:: Aim ::
Write out, word for word, the stretch of entries below from the line containing "Where can the leafy" through the last line of the entries.

Dataset entries

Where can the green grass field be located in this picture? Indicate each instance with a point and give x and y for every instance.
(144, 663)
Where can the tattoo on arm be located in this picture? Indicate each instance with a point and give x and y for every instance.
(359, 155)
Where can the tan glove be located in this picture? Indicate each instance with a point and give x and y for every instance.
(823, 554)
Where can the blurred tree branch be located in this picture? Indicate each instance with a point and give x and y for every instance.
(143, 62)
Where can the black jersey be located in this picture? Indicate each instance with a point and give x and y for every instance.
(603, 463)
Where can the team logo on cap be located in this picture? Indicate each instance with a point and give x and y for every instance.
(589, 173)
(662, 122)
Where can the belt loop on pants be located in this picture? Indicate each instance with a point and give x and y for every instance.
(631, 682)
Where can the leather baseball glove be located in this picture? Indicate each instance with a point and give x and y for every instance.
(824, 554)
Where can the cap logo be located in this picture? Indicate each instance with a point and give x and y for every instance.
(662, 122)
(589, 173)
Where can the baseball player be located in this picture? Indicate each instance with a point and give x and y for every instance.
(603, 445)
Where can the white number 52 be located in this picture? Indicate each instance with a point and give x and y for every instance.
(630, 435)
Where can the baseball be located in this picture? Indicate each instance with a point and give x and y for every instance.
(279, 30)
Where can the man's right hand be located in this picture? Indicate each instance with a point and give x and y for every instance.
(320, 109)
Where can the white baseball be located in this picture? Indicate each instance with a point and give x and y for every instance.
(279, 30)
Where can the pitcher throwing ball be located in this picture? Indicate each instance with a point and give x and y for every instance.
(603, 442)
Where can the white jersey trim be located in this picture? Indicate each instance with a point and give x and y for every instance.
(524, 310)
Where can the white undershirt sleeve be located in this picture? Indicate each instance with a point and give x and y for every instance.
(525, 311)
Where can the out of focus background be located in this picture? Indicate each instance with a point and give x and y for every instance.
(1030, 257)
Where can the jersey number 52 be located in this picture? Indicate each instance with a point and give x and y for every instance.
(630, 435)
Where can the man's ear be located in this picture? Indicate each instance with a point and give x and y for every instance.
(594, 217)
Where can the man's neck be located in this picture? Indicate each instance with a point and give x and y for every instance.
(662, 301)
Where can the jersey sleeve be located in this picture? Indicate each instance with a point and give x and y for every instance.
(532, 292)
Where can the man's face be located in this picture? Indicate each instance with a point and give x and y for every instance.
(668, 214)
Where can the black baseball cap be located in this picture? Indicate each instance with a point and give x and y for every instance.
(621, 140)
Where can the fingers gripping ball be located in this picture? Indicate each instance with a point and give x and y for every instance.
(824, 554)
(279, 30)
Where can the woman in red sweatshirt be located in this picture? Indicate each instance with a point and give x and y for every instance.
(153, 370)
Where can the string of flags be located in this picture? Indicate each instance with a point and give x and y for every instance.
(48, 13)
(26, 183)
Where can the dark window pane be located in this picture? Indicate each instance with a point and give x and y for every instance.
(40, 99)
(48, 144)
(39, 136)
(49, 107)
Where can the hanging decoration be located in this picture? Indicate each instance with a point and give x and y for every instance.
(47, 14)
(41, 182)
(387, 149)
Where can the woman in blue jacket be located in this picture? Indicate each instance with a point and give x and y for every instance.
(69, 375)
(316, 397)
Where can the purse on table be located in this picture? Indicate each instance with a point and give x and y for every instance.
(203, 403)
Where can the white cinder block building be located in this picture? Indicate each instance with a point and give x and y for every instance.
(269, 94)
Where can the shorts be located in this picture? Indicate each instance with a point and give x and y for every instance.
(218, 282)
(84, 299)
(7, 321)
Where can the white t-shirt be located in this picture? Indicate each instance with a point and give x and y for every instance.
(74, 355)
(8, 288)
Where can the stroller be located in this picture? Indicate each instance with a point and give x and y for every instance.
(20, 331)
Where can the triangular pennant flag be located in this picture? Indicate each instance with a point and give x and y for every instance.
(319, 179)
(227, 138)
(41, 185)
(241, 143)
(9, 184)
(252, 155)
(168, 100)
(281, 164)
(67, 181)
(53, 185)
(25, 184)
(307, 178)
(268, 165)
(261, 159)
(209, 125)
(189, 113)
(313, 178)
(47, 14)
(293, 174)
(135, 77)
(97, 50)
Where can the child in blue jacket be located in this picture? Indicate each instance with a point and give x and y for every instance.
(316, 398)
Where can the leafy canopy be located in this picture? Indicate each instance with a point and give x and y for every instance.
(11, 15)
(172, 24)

:: Full output ::
Where can the leafy canopy be located in this picture? Indicate each instance with a point and give x and y for every instance.
(11, 15)
(172, 24)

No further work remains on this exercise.